Dataset excerpts on object pointing:

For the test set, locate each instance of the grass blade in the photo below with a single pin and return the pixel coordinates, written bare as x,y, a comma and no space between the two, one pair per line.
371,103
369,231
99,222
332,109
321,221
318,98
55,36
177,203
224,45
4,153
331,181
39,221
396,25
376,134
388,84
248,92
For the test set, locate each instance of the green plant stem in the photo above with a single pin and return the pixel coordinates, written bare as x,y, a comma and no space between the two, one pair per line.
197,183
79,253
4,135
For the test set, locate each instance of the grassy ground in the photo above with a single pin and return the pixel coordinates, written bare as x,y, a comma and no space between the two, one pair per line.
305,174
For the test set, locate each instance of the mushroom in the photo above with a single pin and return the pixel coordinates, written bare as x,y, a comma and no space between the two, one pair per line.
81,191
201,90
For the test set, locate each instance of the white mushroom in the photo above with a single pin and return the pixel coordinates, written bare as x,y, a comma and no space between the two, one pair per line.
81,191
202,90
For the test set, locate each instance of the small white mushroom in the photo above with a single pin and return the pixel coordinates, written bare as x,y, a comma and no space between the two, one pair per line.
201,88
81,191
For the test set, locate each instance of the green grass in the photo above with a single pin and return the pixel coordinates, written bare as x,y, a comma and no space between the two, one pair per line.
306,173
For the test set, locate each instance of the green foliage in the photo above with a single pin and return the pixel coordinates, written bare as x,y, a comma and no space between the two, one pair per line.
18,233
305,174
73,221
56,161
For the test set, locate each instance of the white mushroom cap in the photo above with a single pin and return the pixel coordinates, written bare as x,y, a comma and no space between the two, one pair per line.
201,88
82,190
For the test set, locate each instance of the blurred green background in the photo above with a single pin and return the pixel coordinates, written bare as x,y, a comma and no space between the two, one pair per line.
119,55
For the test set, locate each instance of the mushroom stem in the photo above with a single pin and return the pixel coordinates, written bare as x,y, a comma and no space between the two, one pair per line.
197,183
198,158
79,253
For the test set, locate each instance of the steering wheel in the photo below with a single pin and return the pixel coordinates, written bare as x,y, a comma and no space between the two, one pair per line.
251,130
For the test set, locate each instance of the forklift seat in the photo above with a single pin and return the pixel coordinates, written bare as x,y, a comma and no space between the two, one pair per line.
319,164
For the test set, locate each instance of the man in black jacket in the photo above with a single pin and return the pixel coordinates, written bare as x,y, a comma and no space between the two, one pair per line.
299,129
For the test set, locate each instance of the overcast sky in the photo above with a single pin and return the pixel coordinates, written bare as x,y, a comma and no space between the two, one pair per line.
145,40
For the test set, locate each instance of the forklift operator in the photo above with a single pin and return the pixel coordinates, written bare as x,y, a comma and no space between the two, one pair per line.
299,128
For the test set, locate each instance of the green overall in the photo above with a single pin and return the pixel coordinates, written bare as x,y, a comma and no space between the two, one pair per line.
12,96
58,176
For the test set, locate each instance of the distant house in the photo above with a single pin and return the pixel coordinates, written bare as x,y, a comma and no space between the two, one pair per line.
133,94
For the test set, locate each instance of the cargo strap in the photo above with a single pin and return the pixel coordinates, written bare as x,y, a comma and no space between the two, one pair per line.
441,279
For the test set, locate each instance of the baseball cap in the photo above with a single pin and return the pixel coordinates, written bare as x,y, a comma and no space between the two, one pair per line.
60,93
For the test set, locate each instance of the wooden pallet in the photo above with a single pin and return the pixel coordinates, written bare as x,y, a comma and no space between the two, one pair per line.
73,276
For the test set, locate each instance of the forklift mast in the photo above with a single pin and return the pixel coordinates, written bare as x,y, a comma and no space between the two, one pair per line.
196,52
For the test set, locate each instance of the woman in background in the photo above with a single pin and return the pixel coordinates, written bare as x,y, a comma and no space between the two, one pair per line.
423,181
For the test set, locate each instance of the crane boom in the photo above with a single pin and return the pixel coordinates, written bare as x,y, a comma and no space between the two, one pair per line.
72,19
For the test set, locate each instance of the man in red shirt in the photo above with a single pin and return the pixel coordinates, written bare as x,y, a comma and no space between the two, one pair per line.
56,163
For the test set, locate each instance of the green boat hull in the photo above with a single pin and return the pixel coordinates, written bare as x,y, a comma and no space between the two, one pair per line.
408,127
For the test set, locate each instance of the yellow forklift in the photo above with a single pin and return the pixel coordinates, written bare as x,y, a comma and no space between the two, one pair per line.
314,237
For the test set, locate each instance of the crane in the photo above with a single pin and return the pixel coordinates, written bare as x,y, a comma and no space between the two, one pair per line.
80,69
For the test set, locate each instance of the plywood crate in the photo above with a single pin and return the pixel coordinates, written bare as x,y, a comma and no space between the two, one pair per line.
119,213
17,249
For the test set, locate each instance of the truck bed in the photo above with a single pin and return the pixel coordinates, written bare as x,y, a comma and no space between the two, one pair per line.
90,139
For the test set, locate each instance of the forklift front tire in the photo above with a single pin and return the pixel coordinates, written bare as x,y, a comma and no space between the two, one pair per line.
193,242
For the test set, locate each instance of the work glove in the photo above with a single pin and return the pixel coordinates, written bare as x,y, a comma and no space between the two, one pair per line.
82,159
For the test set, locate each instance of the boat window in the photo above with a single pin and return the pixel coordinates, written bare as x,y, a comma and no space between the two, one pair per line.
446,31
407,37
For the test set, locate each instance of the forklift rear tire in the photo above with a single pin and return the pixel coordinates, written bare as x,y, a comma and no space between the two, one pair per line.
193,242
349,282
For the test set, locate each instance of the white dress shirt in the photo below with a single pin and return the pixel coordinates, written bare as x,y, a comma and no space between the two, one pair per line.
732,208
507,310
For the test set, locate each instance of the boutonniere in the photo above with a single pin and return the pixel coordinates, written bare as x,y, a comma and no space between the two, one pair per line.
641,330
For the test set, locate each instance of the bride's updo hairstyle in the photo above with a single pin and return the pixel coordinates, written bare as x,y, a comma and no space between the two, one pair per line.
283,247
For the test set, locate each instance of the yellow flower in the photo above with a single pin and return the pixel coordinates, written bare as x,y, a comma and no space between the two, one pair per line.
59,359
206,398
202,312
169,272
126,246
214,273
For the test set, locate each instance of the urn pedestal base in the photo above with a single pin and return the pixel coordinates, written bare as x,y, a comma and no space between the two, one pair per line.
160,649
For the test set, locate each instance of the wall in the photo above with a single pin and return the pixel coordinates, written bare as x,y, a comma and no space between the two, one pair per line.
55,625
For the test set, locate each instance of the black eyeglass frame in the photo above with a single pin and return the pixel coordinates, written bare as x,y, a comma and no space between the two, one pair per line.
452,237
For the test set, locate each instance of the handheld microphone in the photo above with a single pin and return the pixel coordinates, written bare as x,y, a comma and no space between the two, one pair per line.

* **GIVEN TASK**
Go through the listing and copy all of it exactly.

* **THE COMPLETED TASK**
For the test set, locate each instance of the grass blade in the photo below with a single pin and return the pixel coordinates, written bare as x,y, a comma and no space between the two, one pair per line.
371,103
369,231
99,222
332,109
321,221
318,98
55,36
177,203
224,45
4,153
331,181
39,221
396,25
376,134
388,84
248,92
For the test set, locate each instance of the green plant stem in the photo above with a single pin and return the pixel coordinates, written bare as x,y, a comma and no space between the two, one pair per line.
197,183
79,253
4,135
For the test set, locate each instance of the grassy ground in the photo above with a single pin and return the pixel coordinates, written bare as x,y, a comma and no space between the two, one pair per line.
305,174
For the test set, locate each instance of the mushroom in the photo above with a single pin and return the pixel coordinates, written bare as x,y, a comma and no space between the two, one pair per line.
81,191
201,90
For the test set, locate each instance of the white mushroom in the photo above with a single pin and return the pixel coordinates, written bare as x,y, a comma and no space between the two, one pair per line.
81,191
202,90
For the test set, locate each instance of the small white mushroom in the photo above with a single pin and return the pixel coordinates, written bare as x,y, a comma and no space between the two, one pair per line.
201,88
81,191
For the test set, locate each instance of the green grass in the photo above with a single pin and return the pixel coordinates, written bare as x,y, a comma and no space between the two, one pair per line.
306,173
For the test set, locate each instance of the green foliage in the photo above with a single pin and return the pixel coordinates, written bare as x,y, a comma and no space between the two, one pair per line.
18,233
305,174
73,221
56,161
For the test set, locate each instance of the white mushroom cap in the photo above with a single pin and return the pixel coordinates, written bare as x,y, a comma and no space between the two, one pair per line.
201,88
82,190
For the test set, locate each instance of the blurred green background in the photo above with a single pin and return the pixel coordinates, written bare as x,y, a comma and no space between the two, one pair per line.
119,55
For the test set, locate each instance of the mushroom stem in the photo above with a single pin and return the pixel coordinates, written bare as x,y, a comma and no space between the two, one pair per line.
197,183
198,158
79,253
For the test set, locate each instance of the steering wheel in the photo below with a single pin and return the pixel coordinates, written bare as x,y, a comma and no space between the two, one pair per line.
251,130
For the test set, locate each instance of the forklift seat in the photo above with a single pin and return the pixel coordinates, written bare as x,y, a comma and no space between the two, one pair per line.
319,164
For the test set, locate each instance of the man in black jacket in the photo above with a single pin and return the pixel coordinates, written bare as x,y, a comma and no space between the two, one pair per line.
299,129
For the test set, locate each instance of the overcast sky in the photo above with a single pin and return the pixel coordinates, written bare as x,y, a comma and no space between the two, one pair per line.
145,40
For the test set, locate each instance of the forklift operator in the photo above with a single pin and return the pixel coordinates, written bare as x,y, a comma and no space between the two, one pair per line.
299,128
For the test set, locate each instance of the green overall in the photo above with a single pin and return the pixel coordinates, written bare as x,y, a comma and no space between the two, one pair per line.
12,96
58,176
For the test set, locate each instance of the distant house in the photo above with a single pin and return the pixel coordinates, written bare as x,y, a comma and no space between the two, one pair per line.
133,94
For the test set, locate each instance of the cargo strap in the photo above with a single pin and return the pixel coordinates, written bare as x,y, a comma and no space between the two, one pair per line.
441,279
For the test set, locate each instance of the baseball cap in the photo above with a single pin and return the pixel coordinates, written bare as x,y, a comma and no space between the two, one pair per line.
60,93
For the test set, locate each instance of the wooden pallet in the photo above with a single pin and return the pixel coordinates, written bare as x,y, a comma and no space between the two, one pair per line.
73,276
For the test set, locate each instance of the forklift mast in the photo above with a single pin and return the pixel coordinates, written bare as x,y, a comma and no space between the two, one pair per line.
196,52
For the test set, locate each instance of the woman in background in the photo above with a single pin and return the pixel coordinates, written bare as x,y, a comma and no space between the two, one pair per line.
423,181
For the test set, locate each instance of the crane boom in the photo above with a single pin and return the pixel coordinates, written bare as x,y, a comma and no space between the two, one pair per line.
72,19
For the test set, locate each instance of the man in red shirt in the photo above with a single pin and return the pixel coordinates, written bare as x,y, a comma and no space between the two, one pair per line.
56,163
For the test set, locate each instance of the green boat hull in the photo above with a single pin and return the pixel coordinates, written bare as x,y, a comma and no space between the two, one pair per line.
408,127
For the test set, locate each instance of the yellow forklift in the photo above with a single pin and return the pixel coordinates, written bare as x,y, a comma and no space between the two, one pair per line.
314,237
For the test set, locate each instance of the crane in the photo above with a single pin and return the pixel coordinates, written bare as x,y, a comma and no space between the two, one pair per line.
80,69
For the test set, locate each instance of the plywood crate in the photo above with a single pin and return the pixel coordinates, written bare as x,y, a comma and no space between the two, one pair per line.
119,213
17,249
For the test set, locate each instance of the truck bed in the photo above with a single pin and return the pixel coordinates, written bare as x,y, a comma and no space between the two, one pair per line.
90,139
For the test set, locate each instance of the forklift front tire in the photo above with a single pin and return the pixel coordinates, written bare as x,y, a comma and no space between the two, one pair per line.
193,242
For the test set, locate each instance of the work glove in the photo above with a single pin and return the pixel coordinates, written bare as x,y, a comma and no space between the two, one pair per line.
82,159
For the test set, locate each instance of the boat window in the photo above with a single pin and return the pixel coordinates, written bare as x,y, a comma and no space between the two, one pair per line.
446,31
407,37
For the test set, locate each instance of the forklift rear tire in the photo above with a single pin and return the pixel coordinates, written bare as x,y, a comma and no space between the two, one pair per line.
193,242
349,282
For the test set, locate each instance of the white dress shirt in the photo below with a single pin and return the pixel coordinates, written bare as x,y, a comma and no space between the two, one pair per line.
732,208
507,310
For the test set, locate each instance of the boutonniere in the photo above with a single pin and return the pixel coordinates, written bare as x,y, a comma and no space between the two, one pair per line.
641,330
For the test set, locate each instance of the bride's updo hairstyle in the photo above with a single pin and return the pixel coordinates, written bare as x,y, a comma and no space between the two, one pair per line.
283,247
For the test set, locate each instance of the yellow flower in the photo above with a single pin and return the pixel coordinates, written bare as x,y, a comma and no space between the two, one pair per line.
59,359
206,398
202,312
169,272
126,246
214,273
For the test set, locate each instance of the urn pedestal base in the photo above with a single pin and return the pixel coordinates, written bare as x,y, a comma and no space between the two, one pair per line.
160,649
For the test set, locate each instance of the wall in the photo above with a single pin and return the pixel coordinates, written bare as x,y, a comma and no space between the two, one pair per line.
55,625
For the test set, locate each instance of the black eyeglass frame in the photo above with a single pin and return the pixel coordinates, written bare as x,y, a comma and no space between the two, one pair per line.
452,237
For the test set, locate each instance of the handheld microphone in the photo above with a single pin and return the pixel coordinates, written bare as x,y, a comma and no space between the two, one pair per line.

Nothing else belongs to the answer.